(INSTRUÇÃO DADA 1)
Indique os três termos que, segundo o texto sobre a exposição, delimitam o espaço entre os quais se posiciona o filtro de escuta de Muntadas.
(INSTRUÇÃO DADA 2)
Copie do texto sobre a exposição, sem alterações, o trecho que começa em "À entrada da" e termina em "percursos dentro dele.".
(INSTRUÇÃO DADA 3)
Por favor, prossiga o texto sobre a exposição a partir da última frase apresentada.

(EXCERTO DA FONTE)
<<<<

© Vasco Stocker Vilhena
O título da exposição Outros Lugares / Everywhere situa-nos, em simultâneo, em múltiplos espaços e em todas as direções possíveis. Muntadas tem sido frequentemente descrito como uma figura nómada, desenvolvendo investigação em diferentes contextos a partir da posição de quem observa de fora. Essa condição de deslocação tem operado, ao longo da sua prática, tanto como método quanto como matéria — um estado de “entre” (Muntadas: Between, Daina Augaitis, 2011, p. 10). É a partir desse lugar intersticial que constrói uma forma de observação: um filtro de escuta posicionado entre culturas, línguas e fronteiras. A sua prática é politicamente comprometida e crítica, interrogando os sistemas de comunicação — visíveis e invisíveis — e o poder dos media no mundo contemporâneo. Há mais de cinco décadas que Muntadas formula perguntas com o intuito de traduzir os códigos e signos que estruturam a realidade. A partir do quotidiano, convida-nos a refletir sobre os limites e as definições mutáveis do espaço partilhado, público e privado.
À entrada da galeria, um capacho apresenta-nos uma pergunta aberta: ...Onde vais? / Where are you going? (2024). A interrogação sugere movimento e a possibilidade de um destino, mas para quem? Para os visitantes, a galeria, a própria sociedade? Esta obra abre um espaço de reflexão e debate, convidando-nos a considerar os futuros possíveis do sistema artístico, assim como os nossos próprios percursos dentro dele.

>>>>

(DADOS BRUTOS)

<<<<

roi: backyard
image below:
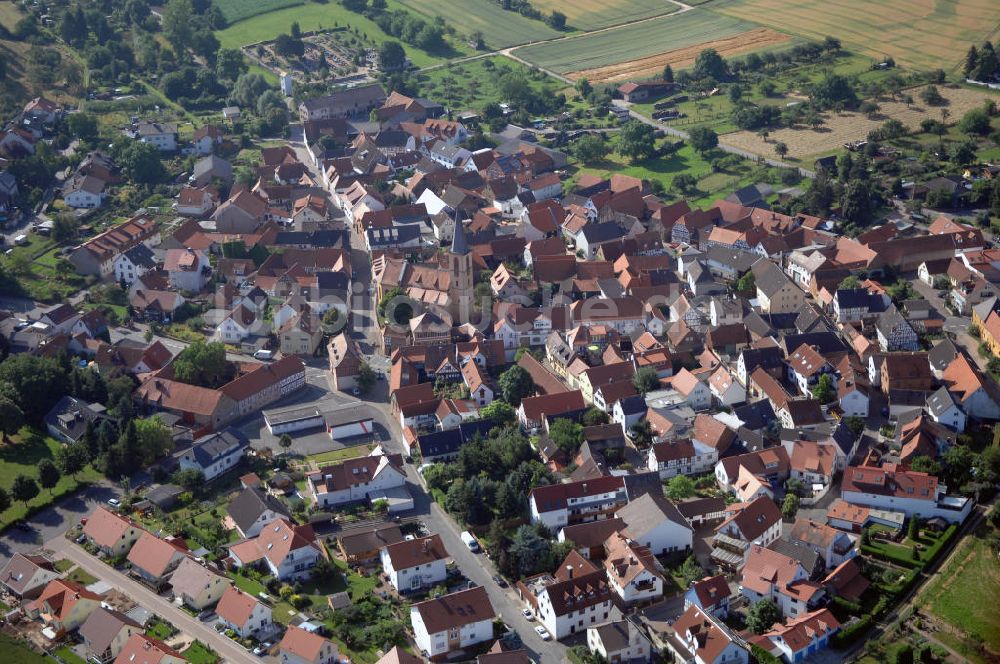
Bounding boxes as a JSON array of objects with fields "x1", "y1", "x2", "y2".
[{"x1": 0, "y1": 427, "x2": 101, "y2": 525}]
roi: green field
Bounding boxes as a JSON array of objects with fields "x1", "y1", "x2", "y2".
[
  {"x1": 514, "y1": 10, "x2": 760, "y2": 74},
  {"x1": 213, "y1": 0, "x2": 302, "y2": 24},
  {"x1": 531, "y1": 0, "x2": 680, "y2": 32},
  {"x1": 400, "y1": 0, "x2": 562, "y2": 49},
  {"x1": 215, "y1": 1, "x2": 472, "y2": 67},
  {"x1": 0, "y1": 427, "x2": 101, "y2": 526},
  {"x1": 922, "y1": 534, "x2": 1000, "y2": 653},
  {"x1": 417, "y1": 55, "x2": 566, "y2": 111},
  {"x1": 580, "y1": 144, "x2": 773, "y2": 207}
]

>>>>
<<<<

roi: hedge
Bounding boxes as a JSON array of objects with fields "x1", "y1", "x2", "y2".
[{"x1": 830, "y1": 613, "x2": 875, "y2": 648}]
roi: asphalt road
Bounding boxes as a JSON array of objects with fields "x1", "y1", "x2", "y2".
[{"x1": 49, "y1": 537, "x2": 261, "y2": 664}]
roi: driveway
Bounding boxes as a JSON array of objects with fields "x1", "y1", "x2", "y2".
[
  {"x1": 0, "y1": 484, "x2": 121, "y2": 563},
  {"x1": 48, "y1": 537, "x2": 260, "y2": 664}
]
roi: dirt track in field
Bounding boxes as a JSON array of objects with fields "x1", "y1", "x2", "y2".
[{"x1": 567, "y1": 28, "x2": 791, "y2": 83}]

>>>>

(RESPOSTA ESPERADA 1)
culturas, línguas, fronteiras

(RESPOSTA ESPERADA 2)
À entrada da galeria, um capacho apresenta-nos uma pergunta aberta: ...Onde vais? / Where are you going? (2024). A interrogação sugere movimento e a possibilidade de um destino, mas para quem? Para os visitantes, a galeria, a própria sociedade? Esta obra abre um espaço de reflexão e debate, convidando-nos a considerar os futuros possíveis do sistema artístico, assim como os nossos próprios percursos dentro dele.

(RESPOSTA ESPERADA 3)
A curiosidade foi sempre o ponto de partida para os projetos de Muntadas, uma força motriz que delineia o quadro da investigação. Entre o final dos anos 60 e o início dos anos 70, desenvolveu as suas primeiras obras sob a forma de atividades, ações e experiências sensoriais que escapavam à estética tradicional. Essas explorações aguçaram a sua perceção do material do quotidiano e do espaço pessoal. Metaforicamente, encerra esta fase inicial com a instalação de diapositivos Reflexões sobre a morte / Reflections on death (1973), uma compilação de imagens que retratam os elementos formais e codificados de um funeral tradicional e estilizado.
Em 1971, Muntadas muda-se para Nova Iorque, onde estabelece a sua base de trabalho e inicia a exploração da media art através do vídeo e da televisão. Cria ações de pequeno formato em espaços públicos, utilizando o vídeo como ferramenta de resistência, um instrumento de contrainformação face às narrativas dominantes dos meios de comunicação. É neste período que introduz o conceito de media landscape [paisagem mediática], referindo-se ao campo comunicacional em expansão, moldado pela proliferação de informação na imprensa, na televisão e nas novas plataformas de comunicação no contexto urbano.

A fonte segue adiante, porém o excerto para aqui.